Extract each line of the data below that contains the string "saree". Treat uppercase and lowercase letters as distinct.

- Input material
================================

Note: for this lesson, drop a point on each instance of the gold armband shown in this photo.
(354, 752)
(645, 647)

================================

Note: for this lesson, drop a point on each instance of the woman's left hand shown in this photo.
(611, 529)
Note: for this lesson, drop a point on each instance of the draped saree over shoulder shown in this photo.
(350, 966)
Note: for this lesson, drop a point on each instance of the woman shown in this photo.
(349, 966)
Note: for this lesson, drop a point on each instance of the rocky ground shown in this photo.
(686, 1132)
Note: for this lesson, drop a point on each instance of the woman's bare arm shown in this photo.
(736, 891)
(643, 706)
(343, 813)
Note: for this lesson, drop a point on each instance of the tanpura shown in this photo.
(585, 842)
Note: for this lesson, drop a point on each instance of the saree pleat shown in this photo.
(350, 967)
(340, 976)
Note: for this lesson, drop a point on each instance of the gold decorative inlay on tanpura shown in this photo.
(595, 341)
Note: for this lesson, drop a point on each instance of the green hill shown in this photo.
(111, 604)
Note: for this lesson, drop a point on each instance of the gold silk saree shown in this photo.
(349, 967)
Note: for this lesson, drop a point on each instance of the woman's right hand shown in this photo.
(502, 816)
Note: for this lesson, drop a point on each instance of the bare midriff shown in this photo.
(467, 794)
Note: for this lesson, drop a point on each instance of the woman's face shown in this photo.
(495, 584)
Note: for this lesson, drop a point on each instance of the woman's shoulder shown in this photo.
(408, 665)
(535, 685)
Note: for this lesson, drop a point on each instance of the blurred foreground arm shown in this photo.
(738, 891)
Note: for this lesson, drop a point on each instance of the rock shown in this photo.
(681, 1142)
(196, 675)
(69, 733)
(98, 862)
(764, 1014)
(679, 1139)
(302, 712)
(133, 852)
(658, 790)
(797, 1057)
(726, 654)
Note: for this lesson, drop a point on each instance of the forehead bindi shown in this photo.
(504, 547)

================================

- Correct output
Note: for this lesson, drop a point on each instance of the draped saree over shoulder shown in this photo.
Note: for this lesson, drop a point on each instance of the saree pleat shown in this photo.
Note: for this lesson, drop a point on each instance of the gold silk saree shown in this photo.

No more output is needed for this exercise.